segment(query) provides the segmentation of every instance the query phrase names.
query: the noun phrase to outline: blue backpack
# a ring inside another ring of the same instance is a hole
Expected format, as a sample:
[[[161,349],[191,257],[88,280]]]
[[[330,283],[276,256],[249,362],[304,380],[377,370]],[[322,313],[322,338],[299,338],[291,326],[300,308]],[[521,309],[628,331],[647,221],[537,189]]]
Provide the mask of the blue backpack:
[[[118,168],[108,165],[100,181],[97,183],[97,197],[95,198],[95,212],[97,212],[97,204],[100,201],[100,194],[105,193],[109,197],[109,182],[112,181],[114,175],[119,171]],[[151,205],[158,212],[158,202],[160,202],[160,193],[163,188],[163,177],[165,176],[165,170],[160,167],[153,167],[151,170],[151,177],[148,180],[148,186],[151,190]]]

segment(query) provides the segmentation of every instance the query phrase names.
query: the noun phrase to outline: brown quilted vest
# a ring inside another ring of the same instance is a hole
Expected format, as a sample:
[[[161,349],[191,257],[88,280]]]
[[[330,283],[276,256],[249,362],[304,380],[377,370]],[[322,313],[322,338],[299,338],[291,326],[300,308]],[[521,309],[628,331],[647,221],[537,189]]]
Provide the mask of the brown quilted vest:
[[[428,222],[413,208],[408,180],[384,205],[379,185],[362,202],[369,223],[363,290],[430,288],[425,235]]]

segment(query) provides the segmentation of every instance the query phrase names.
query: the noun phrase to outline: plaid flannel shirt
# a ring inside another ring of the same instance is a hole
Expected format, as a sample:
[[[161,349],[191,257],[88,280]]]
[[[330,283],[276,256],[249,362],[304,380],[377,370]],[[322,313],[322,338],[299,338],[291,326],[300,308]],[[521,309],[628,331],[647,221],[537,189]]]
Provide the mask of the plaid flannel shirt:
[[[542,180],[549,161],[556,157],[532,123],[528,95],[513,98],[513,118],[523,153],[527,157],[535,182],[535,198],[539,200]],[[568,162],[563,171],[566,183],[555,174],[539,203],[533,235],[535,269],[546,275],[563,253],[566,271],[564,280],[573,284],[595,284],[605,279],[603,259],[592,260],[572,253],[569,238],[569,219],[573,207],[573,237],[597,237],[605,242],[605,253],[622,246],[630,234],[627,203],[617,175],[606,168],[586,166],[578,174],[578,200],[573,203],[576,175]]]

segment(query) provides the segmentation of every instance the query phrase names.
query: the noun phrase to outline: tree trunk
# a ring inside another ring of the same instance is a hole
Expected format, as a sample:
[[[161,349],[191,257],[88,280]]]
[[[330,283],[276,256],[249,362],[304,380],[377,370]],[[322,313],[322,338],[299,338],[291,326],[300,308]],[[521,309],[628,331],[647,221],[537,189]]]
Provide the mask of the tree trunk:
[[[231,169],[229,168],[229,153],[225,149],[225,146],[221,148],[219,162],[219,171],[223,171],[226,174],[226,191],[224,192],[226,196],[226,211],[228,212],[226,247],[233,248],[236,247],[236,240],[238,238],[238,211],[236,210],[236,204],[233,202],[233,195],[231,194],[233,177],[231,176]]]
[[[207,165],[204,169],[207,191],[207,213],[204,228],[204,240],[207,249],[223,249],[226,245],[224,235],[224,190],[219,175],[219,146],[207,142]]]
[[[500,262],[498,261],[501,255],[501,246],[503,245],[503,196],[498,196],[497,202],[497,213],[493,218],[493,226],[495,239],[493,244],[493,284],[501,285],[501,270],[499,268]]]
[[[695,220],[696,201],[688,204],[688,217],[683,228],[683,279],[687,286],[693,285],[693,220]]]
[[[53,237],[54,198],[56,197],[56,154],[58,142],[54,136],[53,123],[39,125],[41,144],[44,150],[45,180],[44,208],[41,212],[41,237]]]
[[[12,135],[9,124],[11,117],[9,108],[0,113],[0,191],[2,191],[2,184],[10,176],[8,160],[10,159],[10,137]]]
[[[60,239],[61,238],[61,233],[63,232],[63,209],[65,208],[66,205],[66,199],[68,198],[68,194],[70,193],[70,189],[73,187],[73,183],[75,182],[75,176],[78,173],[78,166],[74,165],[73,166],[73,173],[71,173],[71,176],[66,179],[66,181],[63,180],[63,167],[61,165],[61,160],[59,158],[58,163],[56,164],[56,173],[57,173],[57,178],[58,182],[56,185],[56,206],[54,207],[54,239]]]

------------------------------------------------

Work to complete
Give the number of lines in the listing that contain the word "noun", leaving out all other words.

Solution for this exercise
4